• What to do: Please reproduce, word for word, everything from "Alcohol and Drinking" down to "in this way." in the passage below about alcohol in Unaccustomed Earth.

• Exercise text:
== == ==

In Unaccustomed Earth, the consumption of alcohol symbolizes escapism and disconnection, especially when that disconnection occurs due to a character’s shifting cultural identity. Because Indian culture has a history of stigmatizing drinking, alcohol is considered a taboo coping mechanism that thus increases some characters’ alienation. In “Only Goodness,” for instance, Rahul’s alcoholism stems from his desire to rebel. While he began life as the “ideal” immigrant son destined to make his parents proud, he later turns to alcohol to evade the pressures of his family’s expectations and the weight of his own disappointments. It is, in part, a way to embrace American culture and reject his family’s very traditional dreams for their son. Rahul’s drinking, which strains and eventually shatters his formerly close relationship with Sudha, ultimately isolates both siblings.
“Year’s End” presents a less extreme picture of using alcohol to cope, as Kaushik’s Bengali parents begin to share a nightly Johnnie Walker after his mother, Parul, is diagnosed with terminal cancer. This habit of drinking whisky signifies not only their western assimilation but also their desire to experience life fully before Parul dies. In this sense, it is a private acknowledgment of the mortality all humans share, regardless of cultural identity. However, when Kaushik’s father remarries to Chitra and renounces alcohol to match her traditional values, Kaushik sees this as a betrayal, an attempt to erase his mother’s legacy in favor of Chitra’s cultural conservatism. Through these nuanced portrayals, alcohol is both a bridge and a barrier—uniting characters in shared understanding or alienating them through unresolved pain.
Alcohol and Drinking Quotes in Unaccustomed Earth
They relied on their children, on Sudha especially. It was she who had to explain to her father that he had to gather up the leaves in bags, not just drag them with his rake to the woods opposite the house. She, with her perfect English, who called the repair department at Lechmere to have their appliances serviced. Rahul never considered it his duty to help their parents in this way.

== == ==

• Data section:
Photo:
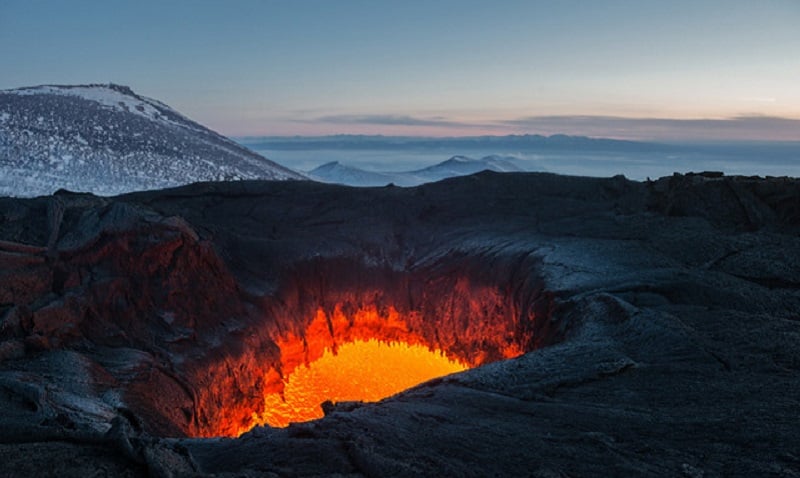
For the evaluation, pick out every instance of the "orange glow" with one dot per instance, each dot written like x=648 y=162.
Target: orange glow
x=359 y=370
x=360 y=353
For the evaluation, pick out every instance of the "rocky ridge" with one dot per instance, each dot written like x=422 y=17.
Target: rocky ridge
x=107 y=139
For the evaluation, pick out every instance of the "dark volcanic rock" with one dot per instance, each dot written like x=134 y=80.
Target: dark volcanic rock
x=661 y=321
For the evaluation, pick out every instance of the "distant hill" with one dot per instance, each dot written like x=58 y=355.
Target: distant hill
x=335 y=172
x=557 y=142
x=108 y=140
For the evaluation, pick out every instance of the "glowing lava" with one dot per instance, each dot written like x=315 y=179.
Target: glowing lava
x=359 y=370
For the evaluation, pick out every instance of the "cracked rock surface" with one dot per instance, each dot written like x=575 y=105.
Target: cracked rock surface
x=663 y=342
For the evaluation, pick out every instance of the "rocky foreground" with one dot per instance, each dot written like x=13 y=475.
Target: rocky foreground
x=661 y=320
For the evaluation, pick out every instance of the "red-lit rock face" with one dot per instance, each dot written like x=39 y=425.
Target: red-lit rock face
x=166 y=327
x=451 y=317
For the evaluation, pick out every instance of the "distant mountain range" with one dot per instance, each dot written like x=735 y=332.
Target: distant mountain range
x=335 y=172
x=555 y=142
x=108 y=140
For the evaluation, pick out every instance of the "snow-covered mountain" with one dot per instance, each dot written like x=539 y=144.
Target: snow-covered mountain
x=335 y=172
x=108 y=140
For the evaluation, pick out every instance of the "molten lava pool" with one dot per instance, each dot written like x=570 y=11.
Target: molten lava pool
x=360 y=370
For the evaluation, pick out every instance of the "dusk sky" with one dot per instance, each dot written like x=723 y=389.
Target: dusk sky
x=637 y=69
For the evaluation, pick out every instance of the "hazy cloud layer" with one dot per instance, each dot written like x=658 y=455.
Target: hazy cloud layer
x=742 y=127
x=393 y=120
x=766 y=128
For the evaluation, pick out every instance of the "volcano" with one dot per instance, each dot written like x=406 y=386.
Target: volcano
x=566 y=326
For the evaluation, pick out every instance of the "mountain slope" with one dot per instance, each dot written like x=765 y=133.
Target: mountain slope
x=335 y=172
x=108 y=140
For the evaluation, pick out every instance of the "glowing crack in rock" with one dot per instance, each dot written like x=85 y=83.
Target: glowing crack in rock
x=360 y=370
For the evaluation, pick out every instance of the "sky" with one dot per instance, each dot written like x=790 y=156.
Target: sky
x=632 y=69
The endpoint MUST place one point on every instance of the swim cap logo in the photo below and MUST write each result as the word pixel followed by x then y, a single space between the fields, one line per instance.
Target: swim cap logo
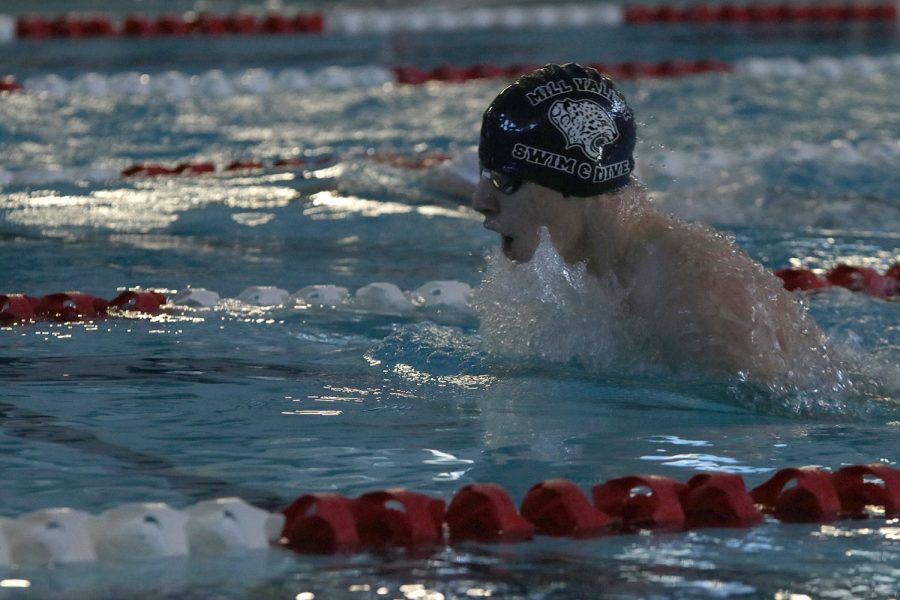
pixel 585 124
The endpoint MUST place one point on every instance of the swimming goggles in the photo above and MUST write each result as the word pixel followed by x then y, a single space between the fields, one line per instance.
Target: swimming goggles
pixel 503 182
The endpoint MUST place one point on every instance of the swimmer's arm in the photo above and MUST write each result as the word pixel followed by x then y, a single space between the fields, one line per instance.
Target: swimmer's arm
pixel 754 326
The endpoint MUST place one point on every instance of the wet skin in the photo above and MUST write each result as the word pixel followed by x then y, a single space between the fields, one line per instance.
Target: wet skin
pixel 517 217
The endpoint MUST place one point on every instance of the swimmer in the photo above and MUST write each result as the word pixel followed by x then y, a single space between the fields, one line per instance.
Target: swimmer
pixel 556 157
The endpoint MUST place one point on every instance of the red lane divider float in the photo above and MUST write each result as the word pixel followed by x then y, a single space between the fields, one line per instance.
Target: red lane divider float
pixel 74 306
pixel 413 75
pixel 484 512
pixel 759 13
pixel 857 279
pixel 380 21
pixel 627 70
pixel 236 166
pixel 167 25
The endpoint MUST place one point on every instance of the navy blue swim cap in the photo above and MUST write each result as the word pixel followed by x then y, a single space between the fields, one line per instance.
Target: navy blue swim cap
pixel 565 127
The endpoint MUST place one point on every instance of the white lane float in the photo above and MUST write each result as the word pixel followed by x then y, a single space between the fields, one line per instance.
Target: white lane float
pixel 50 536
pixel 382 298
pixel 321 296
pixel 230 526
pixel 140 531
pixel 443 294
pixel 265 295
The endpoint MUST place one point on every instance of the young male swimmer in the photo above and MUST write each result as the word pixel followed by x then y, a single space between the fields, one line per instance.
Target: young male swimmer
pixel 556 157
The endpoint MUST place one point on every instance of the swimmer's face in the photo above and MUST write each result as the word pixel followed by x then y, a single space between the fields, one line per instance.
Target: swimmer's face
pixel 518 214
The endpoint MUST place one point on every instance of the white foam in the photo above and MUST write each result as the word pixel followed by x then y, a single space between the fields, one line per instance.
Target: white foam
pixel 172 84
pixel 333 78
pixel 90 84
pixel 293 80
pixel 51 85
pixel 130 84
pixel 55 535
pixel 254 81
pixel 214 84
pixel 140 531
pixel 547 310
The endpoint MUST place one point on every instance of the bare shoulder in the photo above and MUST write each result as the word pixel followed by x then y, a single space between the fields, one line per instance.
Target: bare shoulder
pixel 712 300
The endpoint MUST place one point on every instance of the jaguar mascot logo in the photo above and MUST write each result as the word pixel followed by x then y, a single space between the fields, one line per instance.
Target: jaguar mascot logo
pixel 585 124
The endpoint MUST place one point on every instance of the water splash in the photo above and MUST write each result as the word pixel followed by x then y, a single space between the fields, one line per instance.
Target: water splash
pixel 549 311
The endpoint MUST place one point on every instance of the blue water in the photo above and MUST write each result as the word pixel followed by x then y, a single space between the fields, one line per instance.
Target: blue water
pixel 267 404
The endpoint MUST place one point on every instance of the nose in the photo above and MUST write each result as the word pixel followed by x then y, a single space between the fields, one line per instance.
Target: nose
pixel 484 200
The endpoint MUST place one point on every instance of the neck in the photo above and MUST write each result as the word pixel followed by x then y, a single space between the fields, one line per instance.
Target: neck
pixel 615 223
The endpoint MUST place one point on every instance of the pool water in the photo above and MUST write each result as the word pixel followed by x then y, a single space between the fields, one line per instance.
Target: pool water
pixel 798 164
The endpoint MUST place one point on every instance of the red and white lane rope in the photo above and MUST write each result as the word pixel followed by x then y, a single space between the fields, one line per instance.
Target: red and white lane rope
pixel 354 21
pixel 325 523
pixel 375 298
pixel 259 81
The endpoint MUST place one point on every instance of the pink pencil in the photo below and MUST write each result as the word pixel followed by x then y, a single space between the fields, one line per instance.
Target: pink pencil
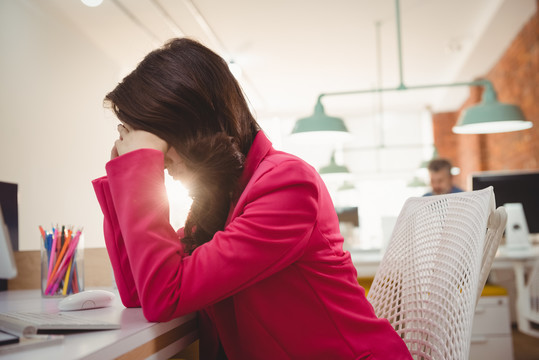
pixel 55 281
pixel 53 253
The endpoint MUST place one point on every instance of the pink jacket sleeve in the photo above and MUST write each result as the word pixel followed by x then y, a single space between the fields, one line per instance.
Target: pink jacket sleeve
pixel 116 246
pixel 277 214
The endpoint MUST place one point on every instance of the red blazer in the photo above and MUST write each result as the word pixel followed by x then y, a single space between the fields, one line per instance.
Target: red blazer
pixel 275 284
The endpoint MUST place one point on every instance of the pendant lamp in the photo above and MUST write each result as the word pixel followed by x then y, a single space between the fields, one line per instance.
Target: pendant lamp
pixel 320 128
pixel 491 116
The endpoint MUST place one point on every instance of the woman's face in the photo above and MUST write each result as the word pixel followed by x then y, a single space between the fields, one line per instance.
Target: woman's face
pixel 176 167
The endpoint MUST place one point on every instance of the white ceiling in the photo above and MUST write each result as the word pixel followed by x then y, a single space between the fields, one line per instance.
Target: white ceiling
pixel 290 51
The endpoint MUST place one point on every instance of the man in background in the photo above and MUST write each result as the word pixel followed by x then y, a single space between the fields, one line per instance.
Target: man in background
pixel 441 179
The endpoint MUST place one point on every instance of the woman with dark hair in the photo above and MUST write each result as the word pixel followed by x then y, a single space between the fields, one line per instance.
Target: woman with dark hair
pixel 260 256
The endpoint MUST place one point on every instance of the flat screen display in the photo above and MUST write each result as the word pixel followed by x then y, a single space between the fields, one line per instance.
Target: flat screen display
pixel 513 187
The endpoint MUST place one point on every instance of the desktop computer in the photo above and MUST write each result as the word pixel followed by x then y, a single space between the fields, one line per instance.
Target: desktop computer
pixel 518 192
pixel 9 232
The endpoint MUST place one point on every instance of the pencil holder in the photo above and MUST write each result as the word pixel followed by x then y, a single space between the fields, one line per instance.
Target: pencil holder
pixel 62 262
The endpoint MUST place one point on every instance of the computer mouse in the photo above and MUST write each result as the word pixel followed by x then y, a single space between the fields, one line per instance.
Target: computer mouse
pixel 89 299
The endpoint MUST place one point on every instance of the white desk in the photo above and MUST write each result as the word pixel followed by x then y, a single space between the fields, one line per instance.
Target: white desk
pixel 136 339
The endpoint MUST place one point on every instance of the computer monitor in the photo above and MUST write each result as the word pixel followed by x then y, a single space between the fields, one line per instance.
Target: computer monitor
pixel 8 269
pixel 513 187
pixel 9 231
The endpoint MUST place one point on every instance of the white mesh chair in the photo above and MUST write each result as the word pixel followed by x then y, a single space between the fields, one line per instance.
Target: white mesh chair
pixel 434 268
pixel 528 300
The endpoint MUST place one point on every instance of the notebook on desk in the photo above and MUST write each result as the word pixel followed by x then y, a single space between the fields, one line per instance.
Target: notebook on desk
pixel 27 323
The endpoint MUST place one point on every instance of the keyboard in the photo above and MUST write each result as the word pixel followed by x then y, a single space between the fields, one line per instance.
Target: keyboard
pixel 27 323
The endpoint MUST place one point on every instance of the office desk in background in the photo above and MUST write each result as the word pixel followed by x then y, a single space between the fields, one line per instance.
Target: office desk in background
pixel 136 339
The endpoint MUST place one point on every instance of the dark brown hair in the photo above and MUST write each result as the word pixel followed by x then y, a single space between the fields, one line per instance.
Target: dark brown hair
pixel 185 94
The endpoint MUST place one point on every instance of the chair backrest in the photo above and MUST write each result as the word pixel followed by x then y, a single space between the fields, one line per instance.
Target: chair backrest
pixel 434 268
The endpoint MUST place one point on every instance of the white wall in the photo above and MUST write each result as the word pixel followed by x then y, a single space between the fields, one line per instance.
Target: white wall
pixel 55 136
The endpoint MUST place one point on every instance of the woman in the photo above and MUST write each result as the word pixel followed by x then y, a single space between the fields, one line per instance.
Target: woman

== == ==

• Your solution:
Alcohol and Drinking Quotes in Unaccustomed Earth
They relied on their children, on Sudha especially. It was she who had to explain to her father that he had to gather up the leaves in bags, not just drag them with his rake to the woods opposite the house. She, with her perfect English, who called the repair department at Lechmere to have their appliances serviced. Rahul never considered it his duty to help their parents in this way.